EXCERPTED PASSAGE:

Painting by Charles Gleyre and Leon Dussart

Lost Illusions (French: Illusions Perdues) is a painting by Charles Gleyre and his student Leon Dussart, commissioned by William Thompson Walters in 1865.

==History==
Charles Gleyre was known as an artist of classic methods but romantic tastes who often modified heroism into idyllic scenes. However, in execution he was not considered romantic, due to his use of pale colors, his delicate drawing style, and uncertain light. At the 1843 Salon in Paris, Gleyre received praise for The Evening. In 1865 William T. Walters would commission a replica of the painting which was completed by Gleyre and Dussart and is now also known as Lost Illusions.

==Composition==
Lost Illusions depicts a vision Gleyre experienced one evening while on the banks of the Nile. It represents a despondent scene and uses softened tones. In the scene, an aging poet watches as a mysterious "bark" drifts away with his youthful illusions. The illusions are represented by maidens playing instruments and a cupid scattering flowers.

==Off the Wall==
Lost Illusions is featured in Off the Wall, an open-air exhibition on the streets of Baltimore, Maryland. A reproduction of the painting, the original of which is part of the Walters Art Museum collection, was displayed through January 2014 in O'Donnell Square. The National Gallery in London began the concept of bringing art out of doors in 2007 and the Detroit Institute of Arts introduced the concept in the United States. The Off the Wall reproductions of the Walters' paintings are on weather-resistant vinyl and include a description of the painting and a QR code for smart phones.

(Collected data entries)

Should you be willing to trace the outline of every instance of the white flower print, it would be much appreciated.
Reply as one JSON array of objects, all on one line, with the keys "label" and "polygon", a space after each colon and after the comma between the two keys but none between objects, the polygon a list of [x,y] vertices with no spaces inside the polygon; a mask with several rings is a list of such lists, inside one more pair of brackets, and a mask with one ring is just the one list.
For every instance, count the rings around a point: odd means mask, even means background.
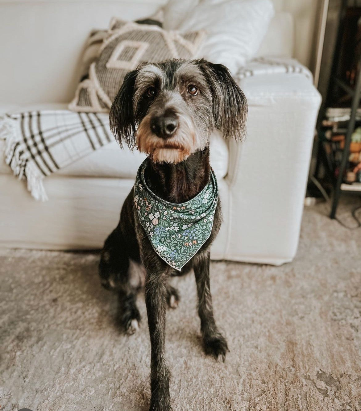
[{"label": "white flower print", "polygon": [[160,245],[155,249],[155,251],[157,253],[160,253],[160,252],[162,252],[162,251],[165,251],[165,250],[166,250],[166,249],[167,249],[167,247],[166,247],[164,245]]}]

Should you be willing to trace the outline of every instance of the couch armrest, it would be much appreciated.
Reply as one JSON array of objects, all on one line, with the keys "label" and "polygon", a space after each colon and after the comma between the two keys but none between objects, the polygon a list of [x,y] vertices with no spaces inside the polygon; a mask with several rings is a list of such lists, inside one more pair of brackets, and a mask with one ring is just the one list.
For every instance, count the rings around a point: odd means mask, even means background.
[{"label": "couch armrest", "polygon": [[297,250],[321,97],[303,74],[239,84],[248,103],[247,137],[229,142],[225,258],[281,264]]}]

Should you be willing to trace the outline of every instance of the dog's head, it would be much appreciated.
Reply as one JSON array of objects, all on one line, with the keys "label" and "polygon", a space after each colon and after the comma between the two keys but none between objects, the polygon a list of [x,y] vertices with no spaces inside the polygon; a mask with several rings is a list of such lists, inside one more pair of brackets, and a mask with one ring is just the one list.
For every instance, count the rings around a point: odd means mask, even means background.
[{"label": "dog's head", "polygon": [[228,69],[203,59],[141,65],[125,76],[110,111],[121,146],[177,163],[209,144],[215,129],[244,136],[247,104]]}]

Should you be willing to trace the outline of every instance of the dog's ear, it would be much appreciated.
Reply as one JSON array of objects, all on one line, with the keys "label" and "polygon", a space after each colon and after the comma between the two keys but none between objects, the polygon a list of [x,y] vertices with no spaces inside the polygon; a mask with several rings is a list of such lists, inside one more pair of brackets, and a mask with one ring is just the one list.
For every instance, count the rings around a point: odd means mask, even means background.
[{"label": "dog's ear", "polygon": [[211,88],[215,126],[225,138],[242,140],[246,134],[247,102],[225,66],[198,60]]},{"label": "dog's ear", "polygon": [[132,150],[135,145],[136,125],[133,107],[135,80],[138,70],[128,73],[114,99],[109,115],[109,125],[120,147],[125,141]]}]

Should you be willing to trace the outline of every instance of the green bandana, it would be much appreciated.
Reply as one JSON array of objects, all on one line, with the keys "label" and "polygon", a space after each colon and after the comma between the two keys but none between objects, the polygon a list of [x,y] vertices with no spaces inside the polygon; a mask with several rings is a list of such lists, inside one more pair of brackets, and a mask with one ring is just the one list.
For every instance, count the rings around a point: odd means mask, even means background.
[{"label": "green bandana", "polygon": [[211,169],[209,182],[195,197],[181,204],[169,203],[155,194],[146,182],[148,161],[139,168],[134,185],[139,219],[157,254],[180,270],[211,235],[218,203],[217,179]]}]

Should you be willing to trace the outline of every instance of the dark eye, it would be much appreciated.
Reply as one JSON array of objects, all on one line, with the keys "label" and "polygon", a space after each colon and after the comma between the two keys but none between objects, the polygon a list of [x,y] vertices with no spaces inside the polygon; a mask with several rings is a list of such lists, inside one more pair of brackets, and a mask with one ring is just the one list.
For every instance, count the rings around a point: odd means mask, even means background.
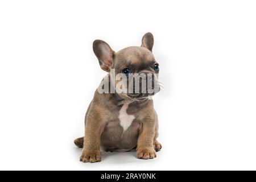
[{"label": "dark eye", "polygon": [[159,71],[158,64],[155,64],[155,65],[154,65],[154,69],[155,69],[155,71],[156,72],[158,72]]},{"label": "dark eye", "polygon": [[129,75],[131,73],[131,71],[130,70],[130,69],[129,68],[125,68],[125,69],[123,69],[122,70],[122,72],[123,74],[128,75]]}]

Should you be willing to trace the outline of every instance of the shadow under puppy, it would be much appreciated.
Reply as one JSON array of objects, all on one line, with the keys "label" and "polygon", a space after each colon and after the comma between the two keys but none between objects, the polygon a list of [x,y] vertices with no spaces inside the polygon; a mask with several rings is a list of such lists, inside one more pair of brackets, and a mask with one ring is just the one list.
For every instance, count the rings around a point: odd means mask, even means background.
[{"label": "shadow under puppy", "polygon": [[[150,32],[142,38],[141,47],[129,47],[116,53],[102,40],[93,42],[93,51],[101,68],[109,73],[105,78],[109,79],[104,79],[100,86],[108,85],[108,90],[114,88],[114,92],[99,93],[97,89],[94,93],[85,115],[85,136],[75,140],[77,146],[83,147],[81,161],[100,162],[101,150],[126,152],[134,148],[137,149],[139,159],[153,159],[156,151],[161,149],[156,140],[158,117],[153,101],[149,99],[159,88],[159,69],[152,53],[153,44],[153,35]],[[128,79],[113,79],[113,73],[125,75]],[[157,89],[151,93],[147,89],[143,92],[142,86],[137,93],[115,92],[117,89],[113,85],[130,81],[130,75],[134,73],[150,73],[153,79],[150,80]],[[142,80],[139,80],[141,86]],[[102,84],[106,82],[108,84]],[[150,81],[146,82],[148,84]]]}]

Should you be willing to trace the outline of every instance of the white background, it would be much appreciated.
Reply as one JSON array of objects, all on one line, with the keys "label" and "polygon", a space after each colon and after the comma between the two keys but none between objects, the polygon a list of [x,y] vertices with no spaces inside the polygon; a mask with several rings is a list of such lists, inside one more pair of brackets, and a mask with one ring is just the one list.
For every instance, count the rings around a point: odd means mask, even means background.
[{"label": "white background", "polygon": [[[1,1],[0,169],[256,169],[254,1]],[[105,73],[92,51],[154,35],[158,158],[73,144]]]}]

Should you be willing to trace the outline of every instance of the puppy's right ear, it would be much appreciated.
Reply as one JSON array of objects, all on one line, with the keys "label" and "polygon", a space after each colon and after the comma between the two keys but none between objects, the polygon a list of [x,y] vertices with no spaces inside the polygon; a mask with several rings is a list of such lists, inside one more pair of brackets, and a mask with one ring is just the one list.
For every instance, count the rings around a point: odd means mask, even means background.
[{"label": "puppy's right ear", "polygon": [[109,72],[113,64],[114,51],[109,44],[101,40],[93,42],[93,48],[101,69]]}]

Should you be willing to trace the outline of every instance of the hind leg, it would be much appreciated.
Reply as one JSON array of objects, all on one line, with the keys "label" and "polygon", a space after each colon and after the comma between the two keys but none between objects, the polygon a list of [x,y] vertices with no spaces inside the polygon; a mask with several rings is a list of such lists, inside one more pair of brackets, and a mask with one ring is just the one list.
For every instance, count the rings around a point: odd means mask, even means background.
[{"label": "hind leg", "polygon": [[84,137],[81,137],[76,139],[74,140],[75,144],[79,148],[82,148],[84,147]]}]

EXERCISE BRIEF: Retype the passage on Lost Illusions, everything from "Painting by Charles Gleyre and Leon" down to "as Lost Illusions.". The listing plays no part in the work requested here.

ANSWER TO THIS TASK:
Painting by Charles Gleyre and Leon Dussart

Lost Illusions (French: Illusions Perdues) is a painting by Charles Gleyre and his student Leon Dussart, commissioned by William Thompson Walters in 1865.

==History==
Charles Gleyre was known as an artist of classic methods but romantic tastes who often modified heroism into idyllic scenes. However, in execution he was not considered romantic, due to his use of pale colors, his delicate drawing style, and uncertain light. At the 1843 Salon in Paris, Gleyre received praise for The Evening. In 1865 William T. Walters would commission a replica of the painting which was completed by Gleyre and Dussart and is now also known as Lost Illusions.